DATA EXCERPTS:
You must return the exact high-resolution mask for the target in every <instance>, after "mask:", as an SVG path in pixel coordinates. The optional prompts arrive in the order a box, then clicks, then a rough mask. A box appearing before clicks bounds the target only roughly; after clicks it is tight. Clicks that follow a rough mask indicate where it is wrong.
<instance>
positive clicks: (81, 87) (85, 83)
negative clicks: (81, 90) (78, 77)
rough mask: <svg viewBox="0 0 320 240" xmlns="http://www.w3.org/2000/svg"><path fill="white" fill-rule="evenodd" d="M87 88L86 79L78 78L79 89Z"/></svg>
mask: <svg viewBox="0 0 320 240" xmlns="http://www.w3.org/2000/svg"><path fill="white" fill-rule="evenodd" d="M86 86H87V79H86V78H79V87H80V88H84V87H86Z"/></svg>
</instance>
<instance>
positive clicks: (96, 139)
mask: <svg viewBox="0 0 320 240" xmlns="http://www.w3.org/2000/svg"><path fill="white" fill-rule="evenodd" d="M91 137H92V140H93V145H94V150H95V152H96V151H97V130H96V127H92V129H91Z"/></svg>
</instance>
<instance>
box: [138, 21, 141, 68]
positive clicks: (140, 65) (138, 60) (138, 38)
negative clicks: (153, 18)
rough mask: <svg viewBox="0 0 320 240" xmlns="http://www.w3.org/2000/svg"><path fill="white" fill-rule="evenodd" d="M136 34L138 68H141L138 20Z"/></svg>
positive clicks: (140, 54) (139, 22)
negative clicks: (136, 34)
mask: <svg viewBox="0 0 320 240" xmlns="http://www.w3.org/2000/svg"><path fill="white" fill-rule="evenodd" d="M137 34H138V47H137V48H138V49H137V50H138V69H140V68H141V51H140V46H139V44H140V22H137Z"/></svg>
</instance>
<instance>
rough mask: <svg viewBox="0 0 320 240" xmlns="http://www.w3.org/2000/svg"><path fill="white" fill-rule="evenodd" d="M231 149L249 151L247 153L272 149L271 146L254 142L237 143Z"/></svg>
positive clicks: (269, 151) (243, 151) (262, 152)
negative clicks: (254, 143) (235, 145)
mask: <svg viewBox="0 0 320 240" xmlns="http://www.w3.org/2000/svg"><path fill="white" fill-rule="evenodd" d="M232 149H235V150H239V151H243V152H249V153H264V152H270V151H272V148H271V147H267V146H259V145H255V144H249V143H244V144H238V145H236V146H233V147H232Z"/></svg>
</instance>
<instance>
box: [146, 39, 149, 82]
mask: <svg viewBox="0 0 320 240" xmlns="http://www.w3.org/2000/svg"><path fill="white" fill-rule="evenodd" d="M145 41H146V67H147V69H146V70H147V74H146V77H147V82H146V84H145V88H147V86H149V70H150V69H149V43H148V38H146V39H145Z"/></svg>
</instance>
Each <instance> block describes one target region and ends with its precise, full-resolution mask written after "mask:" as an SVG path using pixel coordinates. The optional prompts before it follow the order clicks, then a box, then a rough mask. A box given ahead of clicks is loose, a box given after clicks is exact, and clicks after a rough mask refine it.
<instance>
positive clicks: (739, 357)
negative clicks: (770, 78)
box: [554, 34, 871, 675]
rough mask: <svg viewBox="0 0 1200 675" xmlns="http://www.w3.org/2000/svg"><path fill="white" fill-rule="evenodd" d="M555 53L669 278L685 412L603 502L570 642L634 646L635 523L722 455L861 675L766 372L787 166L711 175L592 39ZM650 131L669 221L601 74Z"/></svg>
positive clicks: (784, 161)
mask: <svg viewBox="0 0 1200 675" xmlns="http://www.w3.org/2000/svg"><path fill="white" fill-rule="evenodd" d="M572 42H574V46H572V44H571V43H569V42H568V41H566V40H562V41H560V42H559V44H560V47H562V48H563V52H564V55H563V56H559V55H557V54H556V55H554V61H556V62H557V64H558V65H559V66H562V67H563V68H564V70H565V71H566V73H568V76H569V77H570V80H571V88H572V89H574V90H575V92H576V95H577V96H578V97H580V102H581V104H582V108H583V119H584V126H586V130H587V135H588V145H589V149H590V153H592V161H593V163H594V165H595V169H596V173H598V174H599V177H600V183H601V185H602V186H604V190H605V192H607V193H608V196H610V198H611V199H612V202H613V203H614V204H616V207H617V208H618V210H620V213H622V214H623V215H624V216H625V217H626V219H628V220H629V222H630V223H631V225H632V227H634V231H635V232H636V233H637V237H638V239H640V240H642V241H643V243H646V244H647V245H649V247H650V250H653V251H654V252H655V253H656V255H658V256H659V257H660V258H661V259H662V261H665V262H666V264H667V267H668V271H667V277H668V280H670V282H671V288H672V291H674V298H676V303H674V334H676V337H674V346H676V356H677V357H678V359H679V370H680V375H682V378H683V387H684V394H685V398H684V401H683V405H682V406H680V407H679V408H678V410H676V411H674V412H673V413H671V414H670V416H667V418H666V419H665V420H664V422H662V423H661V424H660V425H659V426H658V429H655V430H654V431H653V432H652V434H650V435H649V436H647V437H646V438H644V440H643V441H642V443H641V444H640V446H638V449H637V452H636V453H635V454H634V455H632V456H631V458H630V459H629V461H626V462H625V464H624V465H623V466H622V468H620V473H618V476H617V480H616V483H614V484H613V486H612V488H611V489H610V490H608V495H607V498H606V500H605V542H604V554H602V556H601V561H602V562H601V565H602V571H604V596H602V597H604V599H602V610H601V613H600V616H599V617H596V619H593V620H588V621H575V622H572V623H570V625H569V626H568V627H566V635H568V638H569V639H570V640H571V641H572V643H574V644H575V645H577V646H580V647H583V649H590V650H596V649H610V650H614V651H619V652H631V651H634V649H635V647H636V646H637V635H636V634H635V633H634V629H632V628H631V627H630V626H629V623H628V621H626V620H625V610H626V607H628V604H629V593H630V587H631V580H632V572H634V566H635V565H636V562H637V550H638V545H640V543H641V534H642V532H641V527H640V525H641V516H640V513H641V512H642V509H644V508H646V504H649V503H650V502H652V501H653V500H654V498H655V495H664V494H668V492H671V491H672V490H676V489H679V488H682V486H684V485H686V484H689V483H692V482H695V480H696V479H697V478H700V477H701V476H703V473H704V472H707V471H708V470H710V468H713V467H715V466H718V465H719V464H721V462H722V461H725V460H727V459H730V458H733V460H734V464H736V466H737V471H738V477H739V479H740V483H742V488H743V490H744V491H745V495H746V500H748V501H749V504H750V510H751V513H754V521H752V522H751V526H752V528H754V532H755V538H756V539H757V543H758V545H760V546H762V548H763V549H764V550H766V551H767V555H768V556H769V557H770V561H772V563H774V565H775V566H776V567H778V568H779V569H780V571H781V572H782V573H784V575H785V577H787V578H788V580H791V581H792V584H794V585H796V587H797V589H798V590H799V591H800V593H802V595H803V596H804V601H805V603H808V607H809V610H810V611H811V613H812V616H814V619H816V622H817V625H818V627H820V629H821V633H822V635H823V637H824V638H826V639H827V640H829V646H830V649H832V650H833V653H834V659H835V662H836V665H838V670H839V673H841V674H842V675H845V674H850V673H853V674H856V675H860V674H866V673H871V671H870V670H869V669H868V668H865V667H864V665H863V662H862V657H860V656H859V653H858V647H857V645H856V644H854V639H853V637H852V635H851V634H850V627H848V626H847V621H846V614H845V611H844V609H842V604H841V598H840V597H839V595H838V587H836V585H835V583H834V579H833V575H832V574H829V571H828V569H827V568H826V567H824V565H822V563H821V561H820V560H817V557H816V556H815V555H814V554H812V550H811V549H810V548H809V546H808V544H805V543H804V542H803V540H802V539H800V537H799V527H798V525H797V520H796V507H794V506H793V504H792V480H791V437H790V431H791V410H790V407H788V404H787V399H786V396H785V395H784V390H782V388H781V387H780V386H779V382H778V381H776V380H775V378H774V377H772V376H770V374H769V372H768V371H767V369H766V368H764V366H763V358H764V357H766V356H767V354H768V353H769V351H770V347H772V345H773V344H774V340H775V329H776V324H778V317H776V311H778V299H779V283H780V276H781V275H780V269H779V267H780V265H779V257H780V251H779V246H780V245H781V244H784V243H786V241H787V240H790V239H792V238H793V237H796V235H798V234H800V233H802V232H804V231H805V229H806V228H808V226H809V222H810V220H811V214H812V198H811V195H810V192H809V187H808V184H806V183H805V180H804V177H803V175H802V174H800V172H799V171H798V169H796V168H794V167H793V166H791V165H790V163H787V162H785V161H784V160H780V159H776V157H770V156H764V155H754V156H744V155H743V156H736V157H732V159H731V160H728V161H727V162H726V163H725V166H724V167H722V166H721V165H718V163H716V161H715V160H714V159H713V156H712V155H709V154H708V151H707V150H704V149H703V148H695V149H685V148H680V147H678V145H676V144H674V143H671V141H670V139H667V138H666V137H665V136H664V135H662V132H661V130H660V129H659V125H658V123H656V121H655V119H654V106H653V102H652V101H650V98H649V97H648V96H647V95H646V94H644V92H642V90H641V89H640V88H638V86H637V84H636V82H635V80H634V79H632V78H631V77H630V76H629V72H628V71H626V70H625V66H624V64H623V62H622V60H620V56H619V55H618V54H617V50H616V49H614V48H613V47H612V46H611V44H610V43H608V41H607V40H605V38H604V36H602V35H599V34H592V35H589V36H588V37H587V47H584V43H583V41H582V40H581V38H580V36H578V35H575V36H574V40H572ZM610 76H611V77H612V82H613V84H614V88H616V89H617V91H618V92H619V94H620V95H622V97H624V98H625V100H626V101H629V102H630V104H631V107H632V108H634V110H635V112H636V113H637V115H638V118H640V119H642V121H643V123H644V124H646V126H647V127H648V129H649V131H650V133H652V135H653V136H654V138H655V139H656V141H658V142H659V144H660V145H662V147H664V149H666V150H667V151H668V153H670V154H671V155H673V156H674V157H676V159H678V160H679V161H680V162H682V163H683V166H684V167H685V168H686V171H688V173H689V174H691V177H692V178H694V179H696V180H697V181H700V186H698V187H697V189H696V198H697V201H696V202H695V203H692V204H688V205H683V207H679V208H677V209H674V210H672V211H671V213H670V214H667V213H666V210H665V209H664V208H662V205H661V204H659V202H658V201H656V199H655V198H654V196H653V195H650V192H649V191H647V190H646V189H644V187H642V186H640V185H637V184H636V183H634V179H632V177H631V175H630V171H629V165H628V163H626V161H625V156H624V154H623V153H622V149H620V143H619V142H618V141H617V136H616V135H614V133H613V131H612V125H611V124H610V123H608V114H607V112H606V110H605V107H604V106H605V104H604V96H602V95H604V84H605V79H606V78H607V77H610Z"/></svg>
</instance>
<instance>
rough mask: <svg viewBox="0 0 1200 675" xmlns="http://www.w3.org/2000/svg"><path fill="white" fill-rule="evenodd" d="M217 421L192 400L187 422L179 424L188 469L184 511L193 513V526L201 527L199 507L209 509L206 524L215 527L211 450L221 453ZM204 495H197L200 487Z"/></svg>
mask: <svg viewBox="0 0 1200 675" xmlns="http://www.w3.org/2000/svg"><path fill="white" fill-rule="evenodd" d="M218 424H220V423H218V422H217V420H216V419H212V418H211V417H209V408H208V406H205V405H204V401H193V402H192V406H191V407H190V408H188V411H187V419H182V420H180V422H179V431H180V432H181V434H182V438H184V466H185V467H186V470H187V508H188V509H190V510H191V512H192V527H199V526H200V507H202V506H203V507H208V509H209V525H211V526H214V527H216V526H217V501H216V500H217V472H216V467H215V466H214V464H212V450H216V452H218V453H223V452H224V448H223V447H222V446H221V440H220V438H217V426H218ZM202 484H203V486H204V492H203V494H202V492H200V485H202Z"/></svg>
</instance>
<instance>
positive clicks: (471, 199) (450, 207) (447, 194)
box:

EXERCISE INSTRUCTIONS:
Please express the listing from its first line up to and including the line containing "negative clicks: (81, 90) (78, 77)" as a JSON list of strings, one string per line, leaving out blank lines.

TASK RESULT:
[
  "You must return the exact high-resolution mask for the target in every <instance>, after \"mask:\", as an SVG path in pixel coordinates. The optional prompts arrive in the order a box, then clicks, then a rough mask. A box appearing before clicks bounds the target only roughly; after clicks it is tight. Clicks that follow a rough mask indicate where it is wrong.",
  "<instance>",
  "positive clicks: (81, 87) (85, 83)",
  "negative clicks: (81, 90) (78, 77)"
]